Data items
....

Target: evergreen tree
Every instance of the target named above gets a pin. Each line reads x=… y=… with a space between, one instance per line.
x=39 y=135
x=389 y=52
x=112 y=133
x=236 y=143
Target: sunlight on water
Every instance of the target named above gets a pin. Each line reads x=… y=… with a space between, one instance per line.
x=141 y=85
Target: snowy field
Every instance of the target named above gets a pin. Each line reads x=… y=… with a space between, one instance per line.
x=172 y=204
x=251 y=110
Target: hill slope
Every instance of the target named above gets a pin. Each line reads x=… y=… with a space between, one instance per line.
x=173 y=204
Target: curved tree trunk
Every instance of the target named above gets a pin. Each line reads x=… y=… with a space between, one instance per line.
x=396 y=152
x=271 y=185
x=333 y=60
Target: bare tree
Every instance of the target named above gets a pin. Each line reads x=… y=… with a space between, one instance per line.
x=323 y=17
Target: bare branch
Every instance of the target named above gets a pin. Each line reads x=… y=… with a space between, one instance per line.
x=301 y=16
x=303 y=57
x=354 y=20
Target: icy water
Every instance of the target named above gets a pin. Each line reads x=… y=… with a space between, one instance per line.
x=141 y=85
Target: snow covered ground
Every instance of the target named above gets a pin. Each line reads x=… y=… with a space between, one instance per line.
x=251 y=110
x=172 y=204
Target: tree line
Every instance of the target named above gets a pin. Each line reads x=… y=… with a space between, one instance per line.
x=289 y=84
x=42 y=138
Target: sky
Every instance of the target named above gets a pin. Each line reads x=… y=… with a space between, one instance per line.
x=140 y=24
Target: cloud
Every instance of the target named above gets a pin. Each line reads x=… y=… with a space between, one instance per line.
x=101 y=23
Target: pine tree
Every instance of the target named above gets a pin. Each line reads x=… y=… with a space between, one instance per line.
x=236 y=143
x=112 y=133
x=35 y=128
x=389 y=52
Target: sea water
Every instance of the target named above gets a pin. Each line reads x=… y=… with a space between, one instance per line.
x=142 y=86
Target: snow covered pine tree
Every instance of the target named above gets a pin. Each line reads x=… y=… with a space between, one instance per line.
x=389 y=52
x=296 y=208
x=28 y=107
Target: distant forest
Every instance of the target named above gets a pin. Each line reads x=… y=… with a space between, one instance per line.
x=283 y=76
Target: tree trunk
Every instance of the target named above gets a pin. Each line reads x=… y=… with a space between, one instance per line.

....

- _What the task requires_
Transcribe all of the data so that each line matches the source exactly.

- _Output below_
Target: evergreen tree
Every instance of the target named above gets a pin. Each line reads x=… y=… with a space between, one instance per line.
x=39 y=135
x=389 y=52
x=112 y=133
x=236 y=143
Target: sunlight on water
Every instance of the target named above gets a pin. Each line reads x=… y=… with a space between, one instance per line.
x=141 y=85
Target: snowy field
Every instance of the target named above gets a pin. Each line reads x=… y=… with a space between, one instance per line.
x=172 y=204
x=251 y=110
Target: hill slope
Every instance of the target named above gets a pin. Each line reads x=… y=… with a space between, one instance per line.
x=173 y=204
Target: curved tree trunk
Every instance of the target named above gets a pin. Each line reads x=… y=… with a space between, one instance per line.
x=396 y=152
x=271 y=185
x=333 y=60
Target: bare tree
Every instance of the target named above gets a pin. Each line reads x=… y=… with a space between, one instance per line.
x=323 y=17
Target: bare branch
Every instance of the target named above gets a pin. Each line reads x=… y=… with a space between, one instance per line.
x=301 y=16
x=303 y=57
x=354 y=20
Target: icy water
Every instance of the target named above gets a pin. Each line reads x=… y=… with a space between, one instance per line.
x=141 y=85
Target: snow covered ground
Every instance of the target named above gets a pin. Each line reads x=… y=… with a space between, one instance per line.
x=251 y=110
x=172 y=204
Target: tree line
Every instance of the target named above gets a pin. Each line reads x=… y=… with a space between, one instance per line.
x=289 y=84
x=42 y=138
Target: sky
Every instance of the target named above gets a pin. Each line reads x=… y=… with a space between, one instance per line.
x=140 y=24
Target: cloud
Every instance of the target named above gets a pin. Each line reads x=… y=… with a space between, one instance per line.
x=101 y=23
Target: pine tree
Every instance of the target named above gets a pin. Each line reads x=… y=… with a space between, one instance per line.
x=236 y=143
x=112 y=133
x=35 y=128
x=389 y=52
Target: sea water
Every instance of the target named above gets a pin. Each line reads x=… y=… with a space between, one instance per line.
x=142 y=86
Target: snow covered pine tree
Every instance of the target named above gets a pin. Each line reads x=… y=… with a space between, one instance per line.
x=389 y=52
x=296 y=208
x=28 y=107
Target: distant forest
Every instance of the target named above gets a pin. Each line reads x=… y=… with a space between, one instance per line.
x=283 y=76
Target: tree trunk
Every instance of the target named above gets a pin. Each line reads x=… y=… with a space between, one instance per line.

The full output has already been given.